*About this task*:
Give every entry below again, exactly as written, and skip the images.

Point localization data
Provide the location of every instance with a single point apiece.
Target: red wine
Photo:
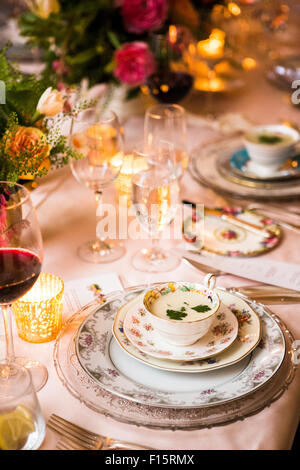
(169, 87)
(19, 269)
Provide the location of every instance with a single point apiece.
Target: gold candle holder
(38, 313)
(123, 182)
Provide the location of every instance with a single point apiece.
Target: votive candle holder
(38, 313)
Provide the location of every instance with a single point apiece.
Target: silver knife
(205, 268)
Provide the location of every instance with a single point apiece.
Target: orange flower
(50, 103)
(27, 140)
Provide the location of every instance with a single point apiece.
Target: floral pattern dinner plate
(248, 337)
(112, 369)
(145, 337)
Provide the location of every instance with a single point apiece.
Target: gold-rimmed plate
(224, 238)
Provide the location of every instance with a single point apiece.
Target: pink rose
(134, 63)
(143, 15)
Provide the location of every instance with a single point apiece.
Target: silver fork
(76, 437)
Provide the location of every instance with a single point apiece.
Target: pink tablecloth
(67, 219)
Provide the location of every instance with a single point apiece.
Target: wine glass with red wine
(21, 255)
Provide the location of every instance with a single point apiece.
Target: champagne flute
(167, 122)
(21, 255)
(100, 143)
(155, 202)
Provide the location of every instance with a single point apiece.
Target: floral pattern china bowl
(182, 312)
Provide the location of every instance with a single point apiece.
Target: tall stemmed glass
(21, 255)
(155, 202)
(167, 122)
(100, 143)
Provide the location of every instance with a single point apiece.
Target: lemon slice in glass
(15, 428)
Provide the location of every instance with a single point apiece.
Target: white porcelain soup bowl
(174, 327)
(270, 146)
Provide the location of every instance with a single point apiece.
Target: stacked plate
(112, 359)
(225, 167)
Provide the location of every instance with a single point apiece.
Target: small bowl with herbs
(270, 146)
(182, 312)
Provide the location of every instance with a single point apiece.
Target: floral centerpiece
(106, 41)
(30, 121)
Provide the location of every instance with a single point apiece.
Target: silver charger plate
(82, 386)
(207, 168)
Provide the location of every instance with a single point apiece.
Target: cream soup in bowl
(269, 147)
(182, 312)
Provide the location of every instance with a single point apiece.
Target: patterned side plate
(109, 367)
(223, 238)
(145, 337)
(249, 334)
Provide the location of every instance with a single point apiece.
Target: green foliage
(85, 34)
(22, 95)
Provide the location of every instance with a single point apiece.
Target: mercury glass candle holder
(38, 313)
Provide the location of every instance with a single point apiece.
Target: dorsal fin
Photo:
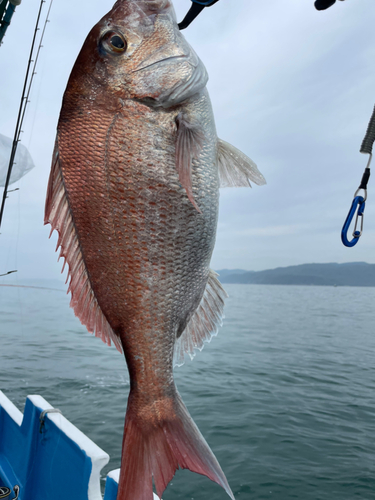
(235, 168)
(204, 323)
(83, 301)
(189, 142)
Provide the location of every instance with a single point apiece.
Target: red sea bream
(134, 194)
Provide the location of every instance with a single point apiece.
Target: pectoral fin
(235, 168)
(189, 142)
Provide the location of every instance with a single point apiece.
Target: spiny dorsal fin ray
(83, 301)
(235, 168)
(189, 142)
(204, 323)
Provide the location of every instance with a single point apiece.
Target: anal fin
(83, 301)
(205, 322)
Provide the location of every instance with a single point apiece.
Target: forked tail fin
(157, 441)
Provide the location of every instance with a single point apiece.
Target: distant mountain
(349, 274)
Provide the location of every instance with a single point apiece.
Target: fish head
(137, 52)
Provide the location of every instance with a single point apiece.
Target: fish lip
(159, 62)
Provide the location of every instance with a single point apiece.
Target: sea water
(284, 395)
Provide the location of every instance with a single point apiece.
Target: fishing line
(25, 98)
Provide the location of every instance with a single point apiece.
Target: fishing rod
(7, 9)
(24, 100)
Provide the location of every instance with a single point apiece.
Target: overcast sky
(292, 87)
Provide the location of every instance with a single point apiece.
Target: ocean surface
(284, 395)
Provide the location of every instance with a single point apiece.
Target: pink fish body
(133, 194)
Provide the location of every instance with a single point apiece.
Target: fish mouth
(161, 61)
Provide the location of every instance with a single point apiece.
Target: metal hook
(358, 202)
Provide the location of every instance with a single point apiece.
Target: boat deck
(48, 457)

*Problem solution*:
Provide the location of every instance with a single point apiece.
Target: red wine
Photo:
(169, 87)
(19, 269)
Provide the location of every instance with a single point apiece.
Target: gold candle holder
(38, 313)
(123, 182)
Provide the location of every instance with a single point apiece.
Target: votive candle holder
(38, 313)
Provide the location of every instance with a single point apiece.
Target: silver knife
(205, 268)
Provide the location of every instance with a single point apiece.
Target: orange flower
(50, 103)
(27, 140)
Provide the location of every instance with a single point apiece.
Target: floral pattern dinner plate
(248, 337)
(112, 369)
(145, 337)
Provide the location of every instance with a single point apiece.
Target: gold-rimmed plate
(224, 238)
Provide the location of every instance with a single point apiece.
Target: pink rose
(134, 63)
(143, 15)
Provide the location of every instance with a single point apiece.
Target: silver fork
(76, 437)
Provide the location of every instance with a single point apiece.
Target: pink tablecloth
(67, 219)
Provide the location of every instance with a single point apiece.
Target: wine glass with red wine
(21, 255)
Provide the location of every instance with a single point apiece.
Target: champagne flute
(167, 122)
(21, 255)
(100, 143)
(155, 202)
Provide the location of every instance with a single point apiece.
Target: floral pattern china bowl
(182, 312)
Provide the location of every instance with a single point apiece.
Target: tall stemmed glass
(21, 255)
(155, 202)
(167, 122)
(100, 143)
Provide the location of every instance with a single point apiece.
Target: lemon slice in glass
(15, 428)
Provide the location of every instance with a single point apiece.
Target: white porcelain soup bowl
(174, 327)
(270, 146)
Provide the location of every instance with a single point apiece.
Target: stacked plate
(112, 359)
(225, 167)
Provide the location of every instance with a single point apiece.
Target: small bowl with herbs
(270, 146)
(182, 312)
Provide the location of every instance with a single point apiece.
Target: floral centerpiece
(106, 41)
(30, 121)
Provide the location of every instance with a single point apiece.
Target: silver charger plate
(82, 386)
(207, 168)
Provide the location of every instance with a single point apiece.
Target: cream soup in bowl
(269, 147)
(182, 312)
Provide the location of every instance with a single point apiece.
Target: patterned side plate
(109, 367)
(223, 238)
(145, 337)
(249, 334)
Provide the location of every instance with a single point apiece.
Target: green foliage
(85, 34)
(22, 95)
Provide the location of every instance with a single point apiece.
Target: mercury glass candle holder
(38, 313)
Provide the location of every instance with a single point apiece.
Target: dorsal fin
Photo:
(235, 168)
(204, 323)
(83, 301)
(189, 142)
Provide the location of every instance with a single point apiece.
Target: red sea bream
(134, 194)
Provide the location of every instance with a single point apiece.
Target: pectoral fin
(235, 168)
(189, 142)
Provide the location of every instance with a single point apiece.
Target: spiny dorsal fin ray
(83, 301)
(235, 168)
(189, 142)
(204, 323)
Provide the location of every instance with a single point apiece.
Target: anal fin
(83, 301)
(205, 322)
Provide the location of every instance with a single point apiece.
Target: forked tail fin
(157, 441)
Provide the location of every instance with a single point apiece.
Target: distant mountain
(349, 274)
Provide the location of every instance with a single point apiece.
Target: fish head
(137, 52)
Provide the location of every instance with a single point apiece.
Target: fish lip
(159, 62)
Provide the location of every instance with a single point apiece.
Target: sea water
(284, 395)
Provide the location of every instance with a single point apiece.
Target: fishing line
(25, 98)
Provide the location of every instance with a single point apiece.
Target: fishing rod
(7, 9)
(24, 100)
Provide the location of every instance with a single point apiece.
Target: overcast sky
(292, 87)
Provide the location of every instance with a single point apiece.
Target: ocean surface
(284, 395)
Provide the location of every instance with a single point apiece.
Target: pink fish body
(133, 194)
Provide the location of every instance with a single point apiece.
Target: fish mouth
(161, 61)
Provide the location of every instance with a single point apiece.
Target: metal hook
(358, 202)
Provide the location of every instance with a single point apiece.
Target: boat deck
(48, 457)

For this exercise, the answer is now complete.